**Directive:** Pull out every line in the records below that contains the string "green", and copy each one in full. Only an exact match in case counts.

**Supplied entries:**
>>>>

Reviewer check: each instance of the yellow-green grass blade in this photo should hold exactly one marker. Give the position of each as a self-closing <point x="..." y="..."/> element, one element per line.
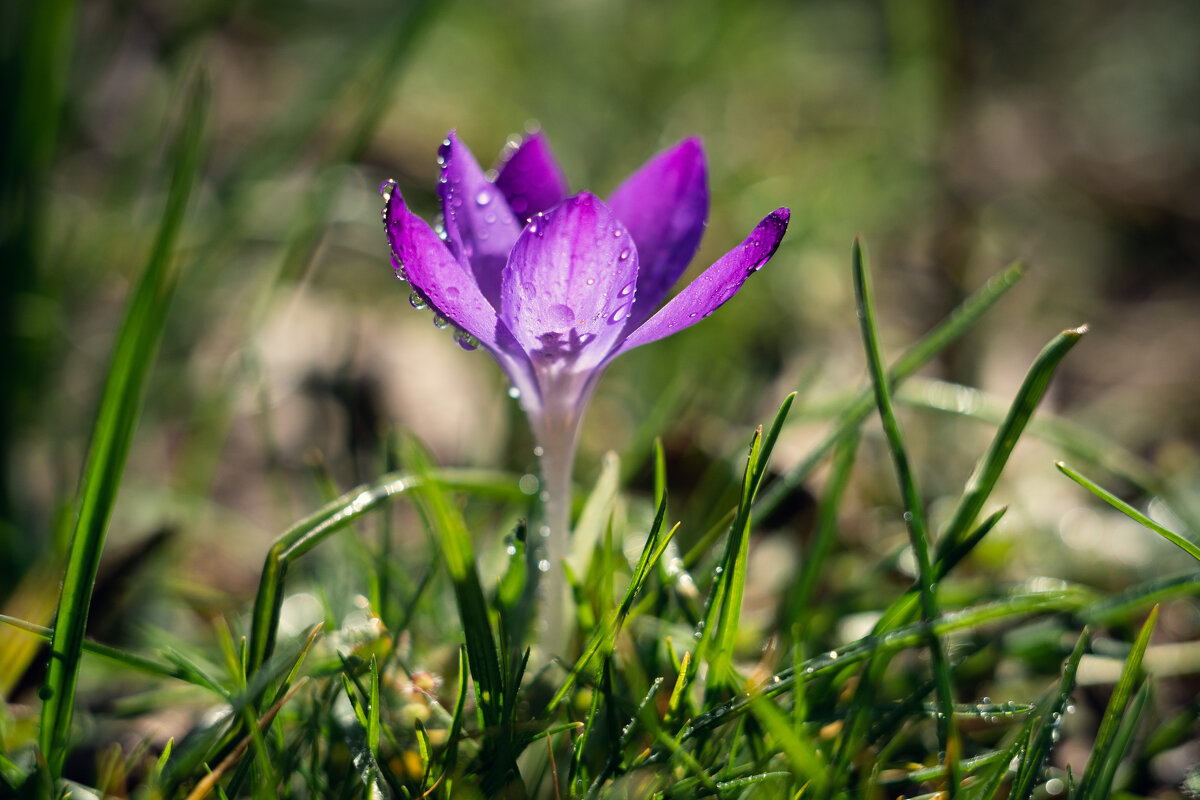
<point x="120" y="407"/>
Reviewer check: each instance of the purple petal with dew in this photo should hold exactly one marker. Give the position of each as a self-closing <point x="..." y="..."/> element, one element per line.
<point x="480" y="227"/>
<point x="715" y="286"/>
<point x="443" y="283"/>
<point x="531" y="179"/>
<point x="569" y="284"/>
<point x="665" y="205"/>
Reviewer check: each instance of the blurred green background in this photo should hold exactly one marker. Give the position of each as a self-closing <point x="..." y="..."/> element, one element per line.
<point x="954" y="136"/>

<<<<
>>>>

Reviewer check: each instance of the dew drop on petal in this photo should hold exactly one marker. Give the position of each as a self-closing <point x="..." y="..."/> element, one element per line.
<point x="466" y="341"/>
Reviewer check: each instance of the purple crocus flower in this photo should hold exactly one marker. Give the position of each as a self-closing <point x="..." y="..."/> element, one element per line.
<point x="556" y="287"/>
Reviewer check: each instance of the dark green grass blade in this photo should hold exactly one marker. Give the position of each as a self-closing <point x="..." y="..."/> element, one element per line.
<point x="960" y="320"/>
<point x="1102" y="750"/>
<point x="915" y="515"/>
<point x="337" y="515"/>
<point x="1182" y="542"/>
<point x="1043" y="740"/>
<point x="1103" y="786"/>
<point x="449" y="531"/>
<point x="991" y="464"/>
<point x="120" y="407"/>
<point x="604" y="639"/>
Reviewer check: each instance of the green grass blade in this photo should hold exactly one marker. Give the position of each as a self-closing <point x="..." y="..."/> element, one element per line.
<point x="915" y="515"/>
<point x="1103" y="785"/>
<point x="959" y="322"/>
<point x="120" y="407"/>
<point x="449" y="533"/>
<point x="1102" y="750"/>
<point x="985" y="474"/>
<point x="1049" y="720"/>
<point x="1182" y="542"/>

<<<<
>>>>

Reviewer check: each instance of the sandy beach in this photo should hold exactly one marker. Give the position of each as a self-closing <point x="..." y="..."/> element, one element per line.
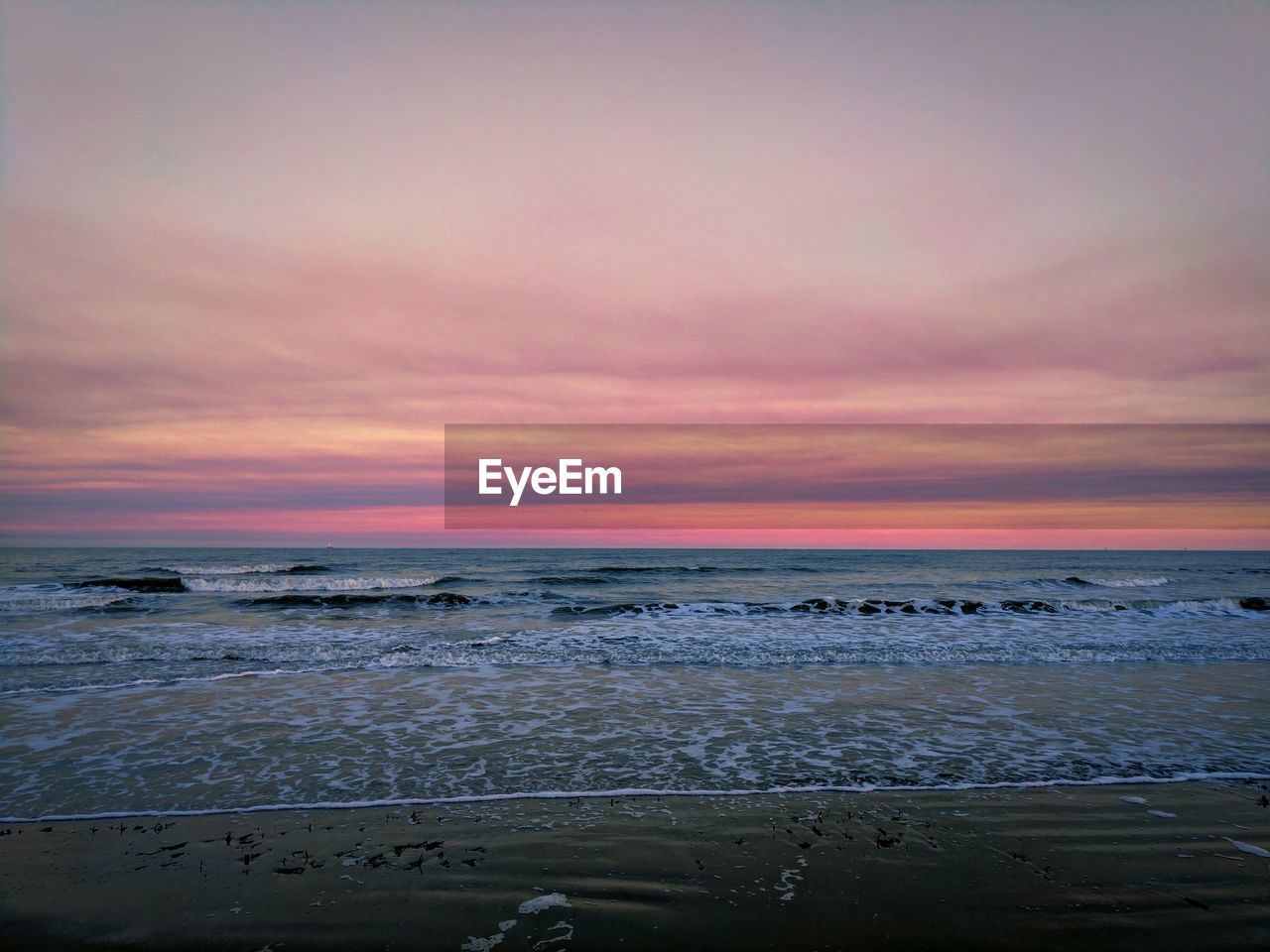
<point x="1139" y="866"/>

<<<<

**Task answer:**
Reviewer check: each instance of the yellow-green grass blade in this photo should hold exactly one marker. Give the position of each as a self-closing <point x="..." y="..."/> element, one element per line.
Reviewer check: each instance of the blurred green background in this photo should hold exactly one marker. Give the position of each as a self-closing <point x="..." y="..."/> element, one element per line.
Reviewer check: each instance of the dark green grass blade in this photo should hold exactly one marker. Give the position of each as a self-closing <point x="..." y="..."/> element, one element per line.
Reviewer check: each instance of the green grass blade in this photo should hold exactly one marker. Give the position of each as a self-closing <point x="..." y="..."/> element, one element per line.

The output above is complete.